**Prompt**
Take the line that contains "hey friend, spot the gold" and each one after it through the last line below, and retype them exactly. Leave out the pictures.

**Source material**
[Start of Attachment]

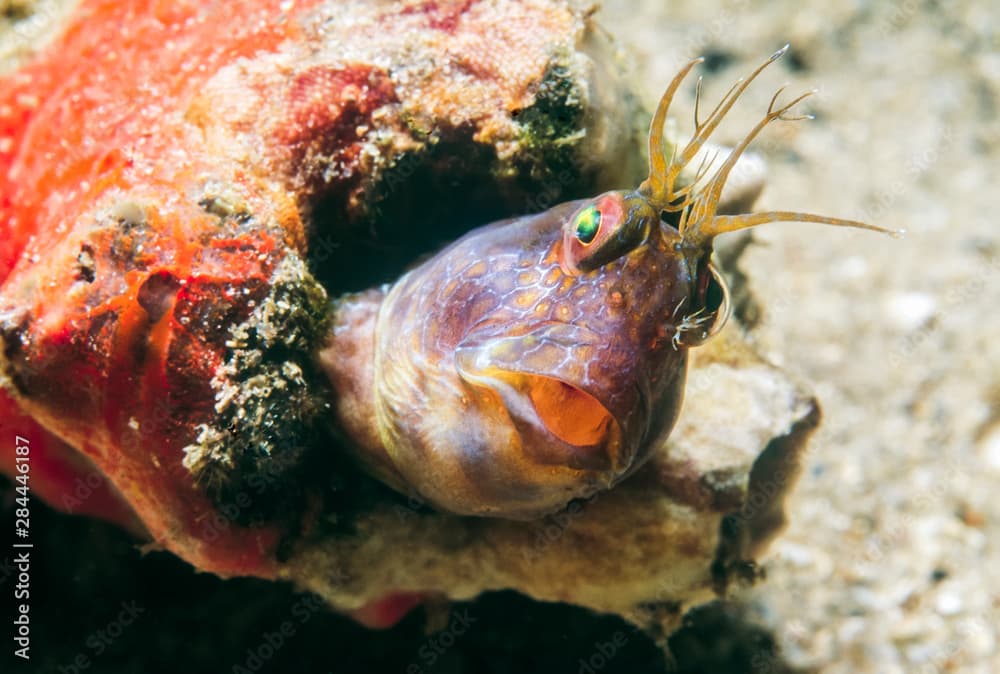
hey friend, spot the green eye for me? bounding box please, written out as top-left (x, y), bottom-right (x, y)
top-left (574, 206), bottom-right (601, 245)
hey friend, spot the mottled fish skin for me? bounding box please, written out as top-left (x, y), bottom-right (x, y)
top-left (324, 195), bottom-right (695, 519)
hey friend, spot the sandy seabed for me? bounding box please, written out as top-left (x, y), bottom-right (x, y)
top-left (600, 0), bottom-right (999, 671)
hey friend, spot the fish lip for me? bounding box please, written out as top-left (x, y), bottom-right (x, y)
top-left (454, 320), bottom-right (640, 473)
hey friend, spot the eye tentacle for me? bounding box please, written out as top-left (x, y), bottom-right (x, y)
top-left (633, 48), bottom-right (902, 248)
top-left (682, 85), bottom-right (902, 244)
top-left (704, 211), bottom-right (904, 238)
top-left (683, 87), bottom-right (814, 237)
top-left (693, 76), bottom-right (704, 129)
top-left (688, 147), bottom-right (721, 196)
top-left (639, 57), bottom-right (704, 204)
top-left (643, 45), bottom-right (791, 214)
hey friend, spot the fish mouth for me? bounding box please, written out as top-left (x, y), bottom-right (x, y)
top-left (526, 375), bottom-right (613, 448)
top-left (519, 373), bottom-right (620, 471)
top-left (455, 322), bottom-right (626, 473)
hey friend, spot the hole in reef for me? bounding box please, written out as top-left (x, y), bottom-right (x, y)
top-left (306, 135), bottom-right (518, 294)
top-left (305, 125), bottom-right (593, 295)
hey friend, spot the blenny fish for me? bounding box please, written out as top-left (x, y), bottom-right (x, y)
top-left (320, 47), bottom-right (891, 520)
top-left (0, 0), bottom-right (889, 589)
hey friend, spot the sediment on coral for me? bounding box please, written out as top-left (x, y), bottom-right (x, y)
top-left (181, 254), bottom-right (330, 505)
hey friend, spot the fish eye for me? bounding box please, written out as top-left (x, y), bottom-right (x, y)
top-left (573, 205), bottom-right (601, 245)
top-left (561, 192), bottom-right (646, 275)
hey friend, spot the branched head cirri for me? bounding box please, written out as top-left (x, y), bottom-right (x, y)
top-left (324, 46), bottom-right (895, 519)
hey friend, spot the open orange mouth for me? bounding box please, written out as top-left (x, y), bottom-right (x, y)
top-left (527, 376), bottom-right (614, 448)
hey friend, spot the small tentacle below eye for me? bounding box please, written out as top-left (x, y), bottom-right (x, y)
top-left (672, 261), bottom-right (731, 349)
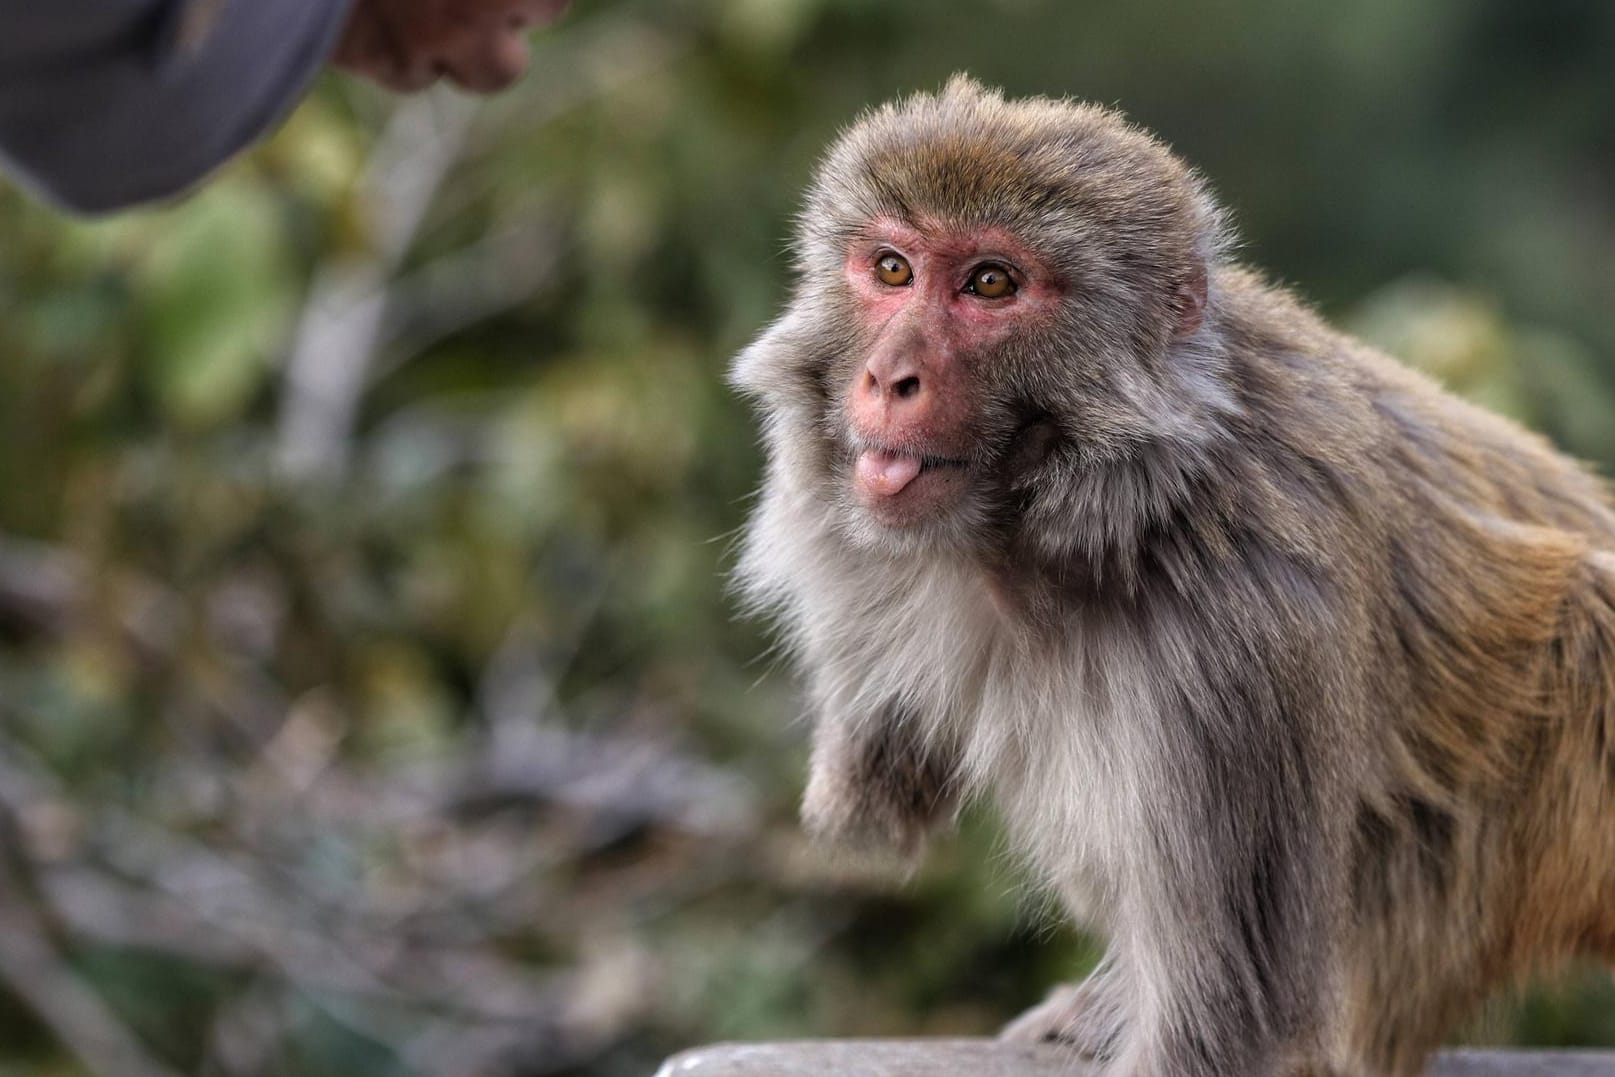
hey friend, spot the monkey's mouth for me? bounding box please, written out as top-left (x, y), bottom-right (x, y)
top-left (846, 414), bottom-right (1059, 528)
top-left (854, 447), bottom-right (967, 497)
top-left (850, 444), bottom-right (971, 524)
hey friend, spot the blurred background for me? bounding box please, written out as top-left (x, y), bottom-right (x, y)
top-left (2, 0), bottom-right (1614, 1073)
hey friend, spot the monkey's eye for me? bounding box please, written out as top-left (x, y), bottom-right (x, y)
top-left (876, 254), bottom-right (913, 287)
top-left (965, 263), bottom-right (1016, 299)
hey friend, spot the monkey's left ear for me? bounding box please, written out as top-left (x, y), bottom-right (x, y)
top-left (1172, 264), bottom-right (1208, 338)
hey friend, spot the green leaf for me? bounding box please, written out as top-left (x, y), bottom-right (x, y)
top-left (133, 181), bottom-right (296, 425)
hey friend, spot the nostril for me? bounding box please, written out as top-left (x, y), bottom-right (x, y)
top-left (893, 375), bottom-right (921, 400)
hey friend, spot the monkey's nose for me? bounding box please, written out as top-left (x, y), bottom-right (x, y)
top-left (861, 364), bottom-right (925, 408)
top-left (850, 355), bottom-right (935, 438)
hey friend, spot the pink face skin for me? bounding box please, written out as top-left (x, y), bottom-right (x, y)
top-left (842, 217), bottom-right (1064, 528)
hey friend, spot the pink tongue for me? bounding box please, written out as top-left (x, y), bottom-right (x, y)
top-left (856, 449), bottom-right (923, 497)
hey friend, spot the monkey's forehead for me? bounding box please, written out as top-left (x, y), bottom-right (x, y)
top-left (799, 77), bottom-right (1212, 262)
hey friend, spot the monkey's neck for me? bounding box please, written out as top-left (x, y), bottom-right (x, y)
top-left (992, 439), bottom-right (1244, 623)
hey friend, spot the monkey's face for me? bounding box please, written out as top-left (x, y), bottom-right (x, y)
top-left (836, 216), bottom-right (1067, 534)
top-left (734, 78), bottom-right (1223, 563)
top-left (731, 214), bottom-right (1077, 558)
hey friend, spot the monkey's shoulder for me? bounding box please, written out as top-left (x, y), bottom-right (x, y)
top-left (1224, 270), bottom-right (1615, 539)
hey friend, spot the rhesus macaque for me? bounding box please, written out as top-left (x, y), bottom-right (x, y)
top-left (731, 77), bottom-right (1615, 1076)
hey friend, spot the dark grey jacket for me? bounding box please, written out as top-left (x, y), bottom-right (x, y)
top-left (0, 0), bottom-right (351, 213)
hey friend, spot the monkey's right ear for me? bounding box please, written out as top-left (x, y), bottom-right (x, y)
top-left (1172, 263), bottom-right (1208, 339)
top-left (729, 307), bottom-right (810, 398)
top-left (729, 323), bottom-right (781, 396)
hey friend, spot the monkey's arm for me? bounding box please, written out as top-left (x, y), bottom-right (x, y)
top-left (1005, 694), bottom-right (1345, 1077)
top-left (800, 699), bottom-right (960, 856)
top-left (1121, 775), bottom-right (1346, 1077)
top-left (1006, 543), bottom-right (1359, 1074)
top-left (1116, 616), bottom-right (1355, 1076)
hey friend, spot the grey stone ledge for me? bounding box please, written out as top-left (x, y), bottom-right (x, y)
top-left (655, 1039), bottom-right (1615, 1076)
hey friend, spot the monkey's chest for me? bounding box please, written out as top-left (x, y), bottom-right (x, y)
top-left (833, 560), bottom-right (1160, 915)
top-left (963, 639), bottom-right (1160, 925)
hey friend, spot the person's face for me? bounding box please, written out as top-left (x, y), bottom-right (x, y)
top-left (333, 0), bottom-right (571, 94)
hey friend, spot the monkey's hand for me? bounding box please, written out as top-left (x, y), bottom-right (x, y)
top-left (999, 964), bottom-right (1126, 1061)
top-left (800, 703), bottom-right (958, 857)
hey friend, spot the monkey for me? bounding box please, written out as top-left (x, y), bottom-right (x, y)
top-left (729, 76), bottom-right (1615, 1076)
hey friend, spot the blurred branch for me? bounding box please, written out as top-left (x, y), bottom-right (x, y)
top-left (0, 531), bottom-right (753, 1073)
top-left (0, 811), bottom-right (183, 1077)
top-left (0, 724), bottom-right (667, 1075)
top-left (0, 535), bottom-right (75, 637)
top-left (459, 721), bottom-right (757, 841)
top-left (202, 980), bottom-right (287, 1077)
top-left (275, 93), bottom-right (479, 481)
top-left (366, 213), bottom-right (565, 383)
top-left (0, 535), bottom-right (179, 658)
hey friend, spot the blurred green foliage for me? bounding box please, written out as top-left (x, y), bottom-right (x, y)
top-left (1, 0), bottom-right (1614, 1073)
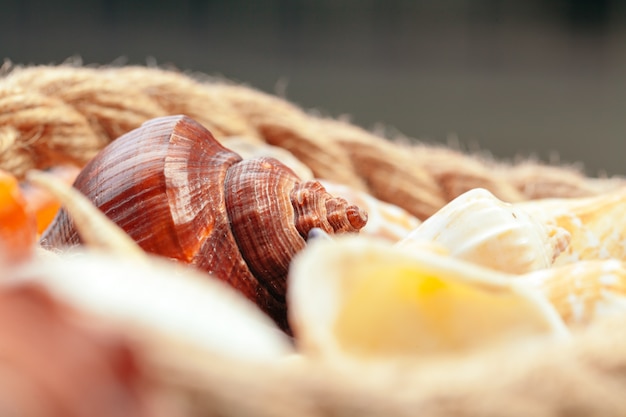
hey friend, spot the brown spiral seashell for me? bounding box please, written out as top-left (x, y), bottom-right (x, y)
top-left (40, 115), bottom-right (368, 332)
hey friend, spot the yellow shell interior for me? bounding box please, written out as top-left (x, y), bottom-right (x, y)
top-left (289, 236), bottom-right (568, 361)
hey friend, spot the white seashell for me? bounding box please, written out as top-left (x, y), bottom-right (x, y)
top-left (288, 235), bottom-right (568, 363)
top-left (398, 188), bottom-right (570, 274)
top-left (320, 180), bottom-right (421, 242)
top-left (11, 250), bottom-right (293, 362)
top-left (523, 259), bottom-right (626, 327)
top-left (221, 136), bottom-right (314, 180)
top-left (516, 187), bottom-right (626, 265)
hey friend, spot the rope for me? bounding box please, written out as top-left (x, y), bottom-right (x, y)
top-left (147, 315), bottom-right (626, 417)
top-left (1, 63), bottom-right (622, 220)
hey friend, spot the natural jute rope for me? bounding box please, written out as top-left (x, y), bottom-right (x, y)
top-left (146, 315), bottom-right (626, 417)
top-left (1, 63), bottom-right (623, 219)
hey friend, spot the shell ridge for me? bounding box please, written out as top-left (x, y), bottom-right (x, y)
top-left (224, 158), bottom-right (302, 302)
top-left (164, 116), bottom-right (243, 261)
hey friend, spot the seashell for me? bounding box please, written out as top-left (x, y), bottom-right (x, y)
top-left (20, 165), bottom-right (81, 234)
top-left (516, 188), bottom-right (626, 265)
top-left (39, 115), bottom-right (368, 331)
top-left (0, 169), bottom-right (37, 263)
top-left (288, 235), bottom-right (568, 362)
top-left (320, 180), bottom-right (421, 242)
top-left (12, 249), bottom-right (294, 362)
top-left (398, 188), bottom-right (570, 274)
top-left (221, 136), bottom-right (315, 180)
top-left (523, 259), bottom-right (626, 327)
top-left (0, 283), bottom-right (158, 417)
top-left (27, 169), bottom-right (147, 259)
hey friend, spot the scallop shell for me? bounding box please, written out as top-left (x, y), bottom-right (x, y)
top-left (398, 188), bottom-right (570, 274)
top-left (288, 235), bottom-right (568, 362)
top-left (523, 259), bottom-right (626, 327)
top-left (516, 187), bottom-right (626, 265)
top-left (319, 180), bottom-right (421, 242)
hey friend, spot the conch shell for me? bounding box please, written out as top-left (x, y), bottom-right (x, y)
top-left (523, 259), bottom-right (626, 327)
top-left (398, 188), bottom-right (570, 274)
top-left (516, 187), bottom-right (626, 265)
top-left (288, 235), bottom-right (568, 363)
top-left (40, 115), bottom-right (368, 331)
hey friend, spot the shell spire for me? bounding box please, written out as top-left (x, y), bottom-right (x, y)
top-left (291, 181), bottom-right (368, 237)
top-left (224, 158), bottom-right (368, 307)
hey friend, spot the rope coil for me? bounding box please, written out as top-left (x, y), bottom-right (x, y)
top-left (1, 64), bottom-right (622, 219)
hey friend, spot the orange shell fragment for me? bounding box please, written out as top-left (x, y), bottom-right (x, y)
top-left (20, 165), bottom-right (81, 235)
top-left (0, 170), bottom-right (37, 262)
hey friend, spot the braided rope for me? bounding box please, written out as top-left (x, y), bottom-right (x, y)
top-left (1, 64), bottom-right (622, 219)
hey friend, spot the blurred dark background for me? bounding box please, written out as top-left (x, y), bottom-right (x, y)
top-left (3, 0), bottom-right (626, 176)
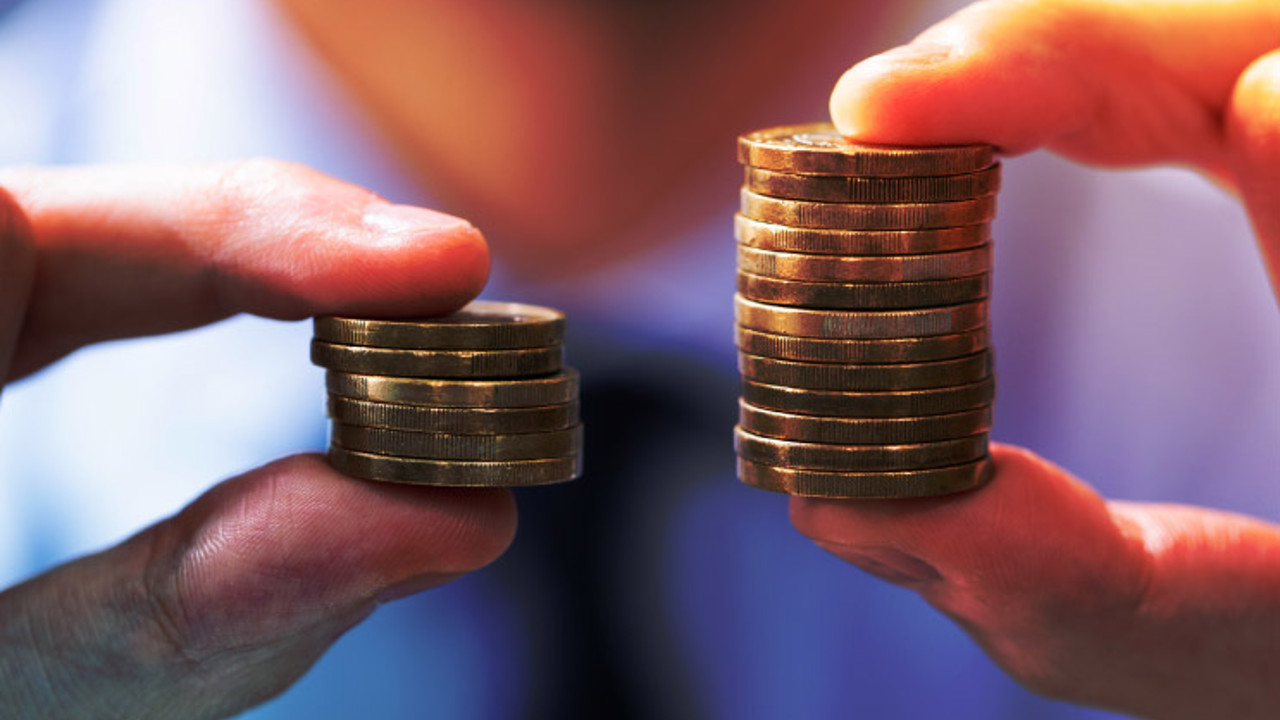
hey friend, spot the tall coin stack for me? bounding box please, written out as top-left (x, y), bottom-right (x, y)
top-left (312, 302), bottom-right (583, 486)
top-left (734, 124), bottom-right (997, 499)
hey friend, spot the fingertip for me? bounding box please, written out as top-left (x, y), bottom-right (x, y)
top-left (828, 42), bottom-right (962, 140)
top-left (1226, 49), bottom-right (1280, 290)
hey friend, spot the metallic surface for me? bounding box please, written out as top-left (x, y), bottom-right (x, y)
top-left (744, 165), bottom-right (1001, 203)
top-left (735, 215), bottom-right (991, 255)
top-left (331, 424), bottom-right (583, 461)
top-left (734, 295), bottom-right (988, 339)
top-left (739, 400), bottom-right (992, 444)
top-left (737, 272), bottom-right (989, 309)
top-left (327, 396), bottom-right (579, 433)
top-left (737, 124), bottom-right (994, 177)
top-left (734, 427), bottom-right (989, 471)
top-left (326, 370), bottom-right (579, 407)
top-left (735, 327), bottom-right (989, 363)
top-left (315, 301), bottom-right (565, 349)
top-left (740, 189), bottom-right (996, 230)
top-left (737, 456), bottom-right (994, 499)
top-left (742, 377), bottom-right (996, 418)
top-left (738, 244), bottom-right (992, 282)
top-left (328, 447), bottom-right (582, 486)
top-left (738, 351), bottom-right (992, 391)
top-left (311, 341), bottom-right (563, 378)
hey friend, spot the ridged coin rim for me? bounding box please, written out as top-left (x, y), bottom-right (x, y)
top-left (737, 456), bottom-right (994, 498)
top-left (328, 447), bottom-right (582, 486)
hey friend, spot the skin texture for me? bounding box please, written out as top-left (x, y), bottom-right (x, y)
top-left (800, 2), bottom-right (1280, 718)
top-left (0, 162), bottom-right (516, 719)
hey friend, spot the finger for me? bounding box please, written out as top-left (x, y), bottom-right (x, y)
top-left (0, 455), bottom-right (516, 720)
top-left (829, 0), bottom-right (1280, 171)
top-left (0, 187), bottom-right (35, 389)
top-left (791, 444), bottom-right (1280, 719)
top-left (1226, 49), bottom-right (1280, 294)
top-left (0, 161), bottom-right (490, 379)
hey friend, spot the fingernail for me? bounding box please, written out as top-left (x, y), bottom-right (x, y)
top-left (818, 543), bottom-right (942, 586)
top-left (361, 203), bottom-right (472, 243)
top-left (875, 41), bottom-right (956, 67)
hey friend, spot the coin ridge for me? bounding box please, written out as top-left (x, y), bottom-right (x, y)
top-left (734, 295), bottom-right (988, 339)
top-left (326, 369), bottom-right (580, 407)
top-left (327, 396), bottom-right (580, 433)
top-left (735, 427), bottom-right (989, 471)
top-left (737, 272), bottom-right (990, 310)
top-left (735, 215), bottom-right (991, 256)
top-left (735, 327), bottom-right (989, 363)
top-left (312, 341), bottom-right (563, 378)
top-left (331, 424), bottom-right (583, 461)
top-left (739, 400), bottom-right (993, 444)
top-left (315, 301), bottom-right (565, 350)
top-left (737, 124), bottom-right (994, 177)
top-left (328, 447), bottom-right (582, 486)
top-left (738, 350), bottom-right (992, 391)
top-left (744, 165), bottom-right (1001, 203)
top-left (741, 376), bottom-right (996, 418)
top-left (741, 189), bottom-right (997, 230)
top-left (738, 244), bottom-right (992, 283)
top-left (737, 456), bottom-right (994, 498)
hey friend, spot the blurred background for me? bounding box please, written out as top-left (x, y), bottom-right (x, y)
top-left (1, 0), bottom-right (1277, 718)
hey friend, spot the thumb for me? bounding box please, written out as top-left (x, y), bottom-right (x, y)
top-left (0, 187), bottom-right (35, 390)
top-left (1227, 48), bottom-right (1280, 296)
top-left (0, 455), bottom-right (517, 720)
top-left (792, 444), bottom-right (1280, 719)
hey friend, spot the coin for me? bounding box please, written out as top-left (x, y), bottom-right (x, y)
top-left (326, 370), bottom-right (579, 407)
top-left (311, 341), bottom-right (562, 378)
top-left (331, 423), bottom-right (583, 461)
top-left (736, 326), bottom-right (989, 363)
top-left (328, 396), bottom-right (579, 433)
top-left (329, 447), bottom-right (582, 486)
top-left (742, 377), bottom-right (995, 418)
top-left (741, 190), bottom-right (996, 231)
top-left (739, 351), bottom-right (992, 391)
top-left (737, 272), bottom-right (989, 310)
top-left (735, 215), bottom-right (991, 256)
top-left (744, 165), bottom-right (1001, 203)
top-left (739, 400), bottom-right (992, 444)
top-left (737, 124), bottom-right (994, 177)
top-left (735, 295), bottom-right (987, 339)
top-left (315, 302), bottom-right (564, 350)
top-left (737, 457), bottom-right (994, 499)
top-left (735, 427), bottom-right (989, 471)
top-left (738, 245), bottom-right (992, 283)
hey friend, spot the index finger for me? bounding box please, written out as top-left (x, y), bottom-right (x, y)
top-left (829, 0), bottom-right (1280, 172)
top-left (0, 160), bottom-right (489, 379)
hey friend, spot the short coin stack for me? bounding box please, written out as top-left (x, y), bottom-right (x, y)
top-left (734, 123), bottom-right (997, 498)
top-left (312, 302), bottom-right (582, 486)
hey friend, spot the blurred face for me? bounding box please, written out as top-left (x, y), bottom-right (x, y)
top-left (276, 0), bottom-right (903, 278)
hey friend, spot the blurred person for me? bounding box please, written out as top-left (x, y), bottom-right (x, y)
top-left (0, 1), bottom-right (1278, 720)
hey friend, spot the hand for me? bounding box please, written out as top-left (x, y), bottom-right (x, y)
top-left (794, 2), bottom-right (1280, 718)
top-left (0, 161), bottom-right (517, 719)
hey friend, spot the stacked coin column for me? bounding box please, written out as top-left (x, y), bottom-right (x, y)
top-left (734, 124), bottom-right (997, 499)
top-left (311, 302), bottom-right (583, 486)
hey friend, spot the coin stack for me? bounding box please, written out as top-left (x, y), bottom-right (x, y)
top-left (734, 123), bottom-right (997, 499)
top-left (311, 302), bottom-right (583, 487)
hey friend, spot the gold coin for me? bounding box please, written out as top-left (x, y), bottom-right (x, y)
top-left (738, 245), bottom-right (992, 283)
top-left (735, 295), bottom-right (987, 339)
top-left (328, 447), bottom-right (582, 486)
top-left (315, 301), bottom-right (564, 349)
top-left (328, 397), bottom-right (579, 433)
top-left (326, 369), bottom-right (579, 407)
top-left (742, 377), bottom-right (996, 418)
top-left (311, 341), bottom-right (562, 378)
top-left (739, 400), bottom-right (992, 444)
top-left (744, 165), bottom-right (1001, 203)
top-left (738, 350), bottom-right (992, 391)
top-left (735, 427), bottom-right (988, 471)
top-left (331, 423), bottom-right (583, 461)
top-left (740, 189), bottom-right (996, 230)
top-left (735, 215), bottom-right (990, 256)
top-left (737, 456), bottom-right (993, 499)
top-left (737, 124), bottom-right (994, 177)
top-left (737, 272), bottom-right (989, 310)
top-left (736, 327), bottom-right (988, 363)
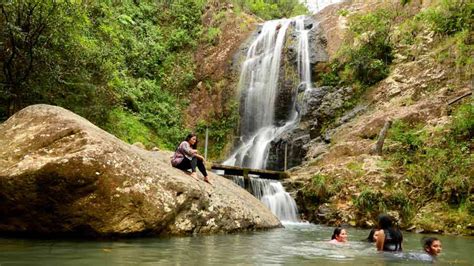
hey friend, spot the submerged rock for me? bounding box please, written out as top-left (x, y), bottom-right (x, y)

[End of Attachment]

**Solution to this problem**
hey friend, spot the gold coin for me? bounding box please, written out as top-left (x, y), bottom-right (x, y)
top-left (738, 245), bottom-right (992, 283)
top-left (735, 295), bottom-right (987, 339)
top-left (328, 447), bottom-right (582, 486)
top-left (315, 301), bottom-right (564, 349)
top-left (328, 397), bottom-right (579, 433)
top-left (326, 369), bottom-right (579, 407)
top-left (742, 377), bottom-right (996, 418)
top-left (311, 341), bottom-right (562, 378)
top-left (739, 400), bottom-right (992, 444)
top-left (744, 165), bottom-right (1001, 203)
top-left (738, 350), bottom-right (992, 391)
top-left (735, 427), bottom-right (988, 471)
top-left (331, 423), bottom-right (583, 461)
top-left (740, 189), bottom-right (996, 230)
top-left (735, 215), bottom-right (990, 256)
top-left (737, 456), bottom-right (993, 499)
top-left (737, 124), bottom-right (994, 177)
top-left (737, 272), bottom-right (989, 310)
top-left (736, 327), bottom-right (988, 363)
hey friend, spot the submerged rock for me? bounding box please, written out as top-left (x, y), bottom-right (x, y)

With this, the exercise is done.